Aim of the exercise:
If a line in the entries below includes the string "curly", copy it out.

Materials provided:
━━━━━━━━
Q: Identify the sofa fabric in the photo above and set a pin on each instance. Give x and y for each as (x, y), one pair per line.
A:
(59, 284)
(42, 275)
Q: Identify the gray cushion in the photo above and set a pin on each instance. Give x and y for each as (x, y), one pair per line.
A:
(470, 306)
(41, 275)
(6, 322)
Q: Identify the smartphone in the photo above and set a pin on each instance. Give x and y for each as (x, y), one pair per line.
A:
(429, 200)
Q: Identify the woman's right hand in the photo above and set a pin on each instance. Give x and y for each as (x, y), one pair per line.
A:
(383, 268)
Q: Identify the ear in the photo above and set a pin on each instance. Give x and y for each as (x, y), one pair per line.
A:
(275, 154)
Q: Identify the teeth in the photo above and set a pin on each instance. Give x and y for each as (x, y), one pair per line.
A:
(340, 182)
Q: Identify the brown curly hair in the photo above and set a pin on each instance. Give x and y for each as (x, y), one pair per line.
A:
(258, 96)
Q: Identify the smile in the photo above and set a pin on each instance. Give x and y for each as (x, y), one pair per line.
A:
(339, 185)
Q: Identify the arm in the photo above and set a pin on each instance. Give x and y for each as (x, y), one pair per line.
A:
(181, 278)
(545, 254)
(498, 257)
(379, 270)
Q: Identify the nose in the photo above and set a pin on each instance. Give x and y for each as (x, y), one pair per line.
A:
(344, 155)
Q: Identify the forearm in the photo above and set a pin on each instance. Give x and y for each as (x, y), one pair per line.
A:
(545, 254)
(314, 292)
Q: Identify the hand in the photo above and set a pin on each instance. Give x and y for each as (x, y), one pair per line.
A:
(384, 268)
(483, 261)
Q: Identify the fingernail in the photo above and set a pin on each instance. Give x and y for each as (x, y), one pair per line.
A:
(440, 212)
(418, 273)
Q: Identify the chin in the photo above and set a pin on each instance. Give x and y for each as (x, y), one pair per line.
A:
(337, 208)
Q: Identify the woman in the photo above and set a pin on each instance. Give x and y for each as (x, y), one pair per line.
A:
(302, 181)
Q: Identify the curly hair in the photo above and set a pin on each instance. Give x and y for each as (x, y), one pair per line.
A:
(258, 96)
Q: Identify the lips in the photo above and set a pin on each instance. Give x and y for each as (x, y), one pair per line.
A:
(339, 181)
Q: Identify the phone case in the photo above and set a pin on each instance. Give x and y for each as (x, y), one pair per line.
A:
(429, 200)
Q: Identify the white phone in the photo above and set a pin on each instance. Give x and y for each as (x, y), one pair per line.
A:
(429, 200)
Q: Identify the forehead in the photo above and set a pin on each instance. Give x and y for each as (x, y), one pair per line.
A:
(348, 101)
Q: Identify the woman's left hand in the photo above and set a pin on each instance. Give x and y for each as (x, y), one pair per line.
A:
━━━━━━━━
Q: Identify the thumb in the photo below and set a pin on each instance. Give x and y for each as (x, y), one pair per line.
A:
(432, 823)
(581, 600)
━━━━━━━━
Exercise output:
Q: Identify the brown curly hair in the photo above and set a pin on each instance. Give x and y for each as (x, y), one pair per line.
Q: Identify the curly hair in the photo above and set a pin on each instance. Give x and y for each as (x, y), one pair per line.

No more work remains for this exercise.